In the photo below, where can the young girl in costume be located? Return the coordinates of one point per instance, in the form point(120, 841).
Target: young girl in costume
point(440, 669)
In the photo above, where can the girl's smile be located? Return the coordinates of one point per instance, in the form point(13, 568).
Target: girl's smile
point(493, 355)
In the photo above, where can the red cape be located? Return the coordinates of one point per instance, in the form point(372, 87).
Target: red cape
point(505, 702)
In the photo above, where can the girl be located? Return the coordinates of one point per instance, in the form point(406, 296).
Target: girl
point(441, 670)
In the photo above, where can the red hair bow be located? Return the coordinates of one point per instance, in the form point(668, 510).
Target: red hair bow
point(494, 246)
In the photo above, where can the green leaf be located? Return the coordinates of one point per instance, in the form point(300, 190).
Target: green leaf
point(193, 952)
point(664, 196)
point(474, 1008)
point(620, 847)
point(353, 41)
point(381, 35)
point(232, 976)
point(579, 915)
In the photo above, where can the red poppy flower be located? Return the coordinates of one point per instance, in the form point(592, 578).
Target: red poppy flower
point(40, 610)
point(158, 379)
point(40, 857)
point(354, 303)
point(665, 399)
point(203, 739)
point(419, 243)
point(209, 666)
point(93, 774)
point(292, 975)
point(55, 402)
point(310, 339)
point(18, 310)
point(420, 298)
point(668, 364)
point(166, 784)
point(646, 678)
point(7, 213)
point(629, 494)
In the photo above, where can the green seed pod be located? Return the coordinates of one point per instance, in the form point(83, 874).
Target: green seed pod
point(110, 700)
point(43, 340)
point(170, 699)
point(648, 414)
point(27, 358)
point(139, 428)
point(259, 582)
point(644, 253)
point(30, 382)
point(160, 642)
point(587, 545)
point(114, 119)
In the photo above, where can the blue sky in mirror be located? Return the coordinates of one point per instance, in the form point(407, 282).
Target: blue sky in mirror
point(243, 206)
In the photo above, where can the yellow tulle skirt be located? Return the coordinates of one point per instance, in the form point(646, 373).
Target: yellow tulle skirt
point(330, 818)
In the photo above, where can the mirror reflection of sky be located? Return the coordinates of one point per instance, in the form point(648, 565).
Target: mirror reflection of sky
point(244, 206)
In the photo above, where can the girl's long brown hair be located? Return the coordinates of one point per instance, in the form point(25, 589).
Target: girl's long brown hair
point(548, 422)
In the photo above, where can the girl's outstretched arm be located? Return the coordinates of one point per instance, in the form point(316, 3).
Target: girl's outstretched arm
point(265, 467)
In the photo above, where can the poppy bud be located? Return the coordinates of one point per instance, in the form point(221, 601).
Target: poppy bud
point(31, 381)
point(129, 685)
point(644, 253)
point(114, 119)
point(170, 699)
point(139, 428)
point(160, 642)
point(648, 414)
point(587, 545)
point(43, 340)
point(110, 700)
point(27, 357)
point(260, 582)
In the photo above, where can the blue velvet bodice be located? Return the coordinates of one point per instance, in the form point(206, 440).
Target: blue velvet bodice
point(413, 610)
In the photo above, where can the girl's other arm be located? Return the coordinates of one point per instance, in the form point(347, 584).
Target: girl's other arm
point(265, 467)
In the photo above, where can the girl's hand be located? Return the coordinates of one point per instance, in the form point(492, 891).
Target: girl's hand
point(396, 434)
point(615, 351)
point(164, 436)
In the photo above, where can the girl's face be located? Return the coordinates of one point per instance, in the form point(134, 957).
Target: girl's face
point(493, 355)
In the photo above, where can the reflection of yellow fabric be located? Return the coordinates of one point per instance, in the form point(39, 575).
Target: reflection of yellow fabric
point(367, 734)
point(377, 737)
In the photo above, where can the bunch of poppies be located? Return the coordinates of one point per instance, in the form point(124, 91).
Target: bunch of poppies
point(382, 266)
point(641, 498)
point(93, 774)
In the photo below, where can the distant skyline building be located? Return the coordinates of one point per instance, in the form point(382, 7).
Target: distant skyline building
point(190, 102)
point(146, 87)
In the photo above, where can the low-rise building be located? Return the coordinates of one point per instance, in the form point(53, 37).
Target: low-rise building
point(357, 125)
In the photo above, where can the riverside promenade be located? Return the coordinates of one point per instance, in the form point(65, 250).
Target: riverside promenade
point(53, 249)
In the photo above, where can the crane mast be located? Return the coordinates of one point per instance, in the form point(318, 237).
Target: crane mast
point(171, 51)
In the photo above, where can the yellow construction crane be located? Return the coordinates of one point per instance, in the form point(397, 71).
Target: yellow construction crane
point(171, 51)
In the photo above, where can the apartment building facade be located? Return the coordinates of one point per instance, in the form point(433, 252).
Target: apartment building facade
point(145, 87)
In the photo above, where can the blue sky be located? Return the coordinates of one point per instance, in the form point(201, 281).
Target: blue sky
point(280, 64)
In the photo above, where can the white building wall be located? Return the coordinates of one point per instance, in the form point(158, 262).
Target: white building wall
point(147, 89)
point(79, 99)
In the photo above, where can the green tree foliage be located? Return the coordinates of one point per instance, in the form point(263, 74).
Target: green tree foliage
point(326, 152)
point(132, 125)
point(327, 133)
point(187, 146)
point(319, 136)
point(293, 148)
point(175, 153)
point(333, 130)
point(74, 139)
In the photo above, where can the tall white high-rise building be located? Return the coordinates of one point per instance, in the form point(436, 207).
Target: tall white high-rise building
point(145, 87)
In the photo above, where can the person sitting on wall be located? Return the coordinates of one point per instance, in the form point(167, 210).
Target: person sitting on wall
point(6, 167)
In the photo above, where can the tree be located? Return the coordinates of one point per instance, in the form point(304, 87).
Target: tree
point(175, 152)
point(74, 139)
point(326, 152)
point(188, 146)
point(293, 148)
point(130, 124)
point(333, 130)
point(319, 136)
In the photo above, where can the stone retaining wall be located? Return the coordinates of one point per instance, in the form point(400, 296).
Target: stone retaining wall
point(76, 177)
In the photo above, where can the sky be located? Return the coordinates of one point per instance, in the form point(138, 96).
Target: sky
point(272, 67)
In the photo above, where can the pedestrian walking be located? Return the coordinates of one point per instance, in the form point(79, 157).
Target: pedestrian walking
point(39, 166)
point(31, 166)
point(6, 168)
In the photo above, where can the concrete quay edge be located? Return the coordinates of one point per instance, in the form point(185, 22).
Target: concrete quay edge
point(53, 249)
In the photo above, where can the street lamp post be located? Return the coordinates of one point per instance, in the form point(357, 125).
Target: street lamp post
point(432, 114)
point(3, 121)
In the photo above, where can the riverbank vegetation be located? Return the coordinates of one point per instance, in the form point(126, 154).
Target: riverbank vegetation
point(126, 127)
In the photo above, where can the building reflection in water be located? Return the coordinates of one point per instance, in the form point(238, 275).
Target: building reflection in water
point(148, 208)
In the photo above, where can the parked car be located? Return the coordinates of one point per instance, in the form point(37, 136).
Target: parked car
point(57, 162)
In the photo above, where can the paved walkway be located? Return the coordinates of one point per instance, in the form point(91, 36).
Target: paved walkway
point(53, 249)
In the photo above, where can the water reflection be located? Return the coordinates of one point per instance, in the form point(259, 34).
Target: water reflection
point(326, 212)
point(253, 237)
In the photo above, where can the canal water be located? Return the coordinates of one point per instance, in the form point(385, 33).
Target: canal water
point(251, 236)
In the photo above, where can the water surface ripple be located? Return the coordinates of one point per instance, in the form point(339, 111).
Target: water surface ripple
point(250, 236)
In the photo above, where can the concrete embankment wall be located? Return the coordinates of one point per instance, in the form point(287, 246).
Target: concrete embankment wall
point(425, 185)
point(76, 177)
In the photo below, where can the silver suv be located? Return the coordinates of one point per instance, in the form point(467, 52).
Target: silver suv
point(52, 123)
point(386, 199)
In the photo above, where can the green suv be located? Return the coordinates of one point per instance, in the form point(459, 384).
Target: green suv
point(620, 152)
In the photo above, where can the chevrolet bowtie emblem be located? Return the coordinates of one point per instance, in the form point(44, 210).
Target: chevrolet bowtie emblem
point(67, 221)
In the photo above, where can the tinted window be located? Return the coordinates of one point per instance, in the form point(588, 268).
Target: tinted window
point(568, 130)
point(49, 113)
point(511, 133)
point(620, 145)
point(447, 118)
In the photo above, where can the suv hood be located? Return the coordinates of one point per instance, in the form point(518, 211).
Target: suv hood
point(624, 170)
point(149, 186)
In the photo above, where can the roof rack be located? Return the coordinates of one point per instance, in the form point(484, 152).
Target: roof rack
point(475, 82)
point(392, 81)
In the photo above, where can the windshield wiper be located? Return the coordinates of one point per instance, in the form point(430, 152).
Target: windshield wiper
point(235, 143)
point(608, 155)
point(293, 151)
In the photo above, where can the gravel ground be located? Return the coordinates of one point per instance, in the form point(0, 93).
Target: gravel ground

**Exercise goal**: Write out everything from the start of the data above down to the line containing "point(505, 702)", keeping both ends and adding no other lines.

**Solution below**:
In the photo below, where can the young girl in costume be located? Return the coordinates of one point per instance, in the form point(120, 841).
Target: young girl in costume
point(440, 669)
In the photo above, where can the girl's smile be located? Return the coordinates of one point per instance, in the form point(13, 568).
Target: girl's smile
point(493, 355)
In the photo above, where can the red cape be located? Return the coordinates of one point per instance, in the form point(372, 87).
Target: red cape
point(505, 702)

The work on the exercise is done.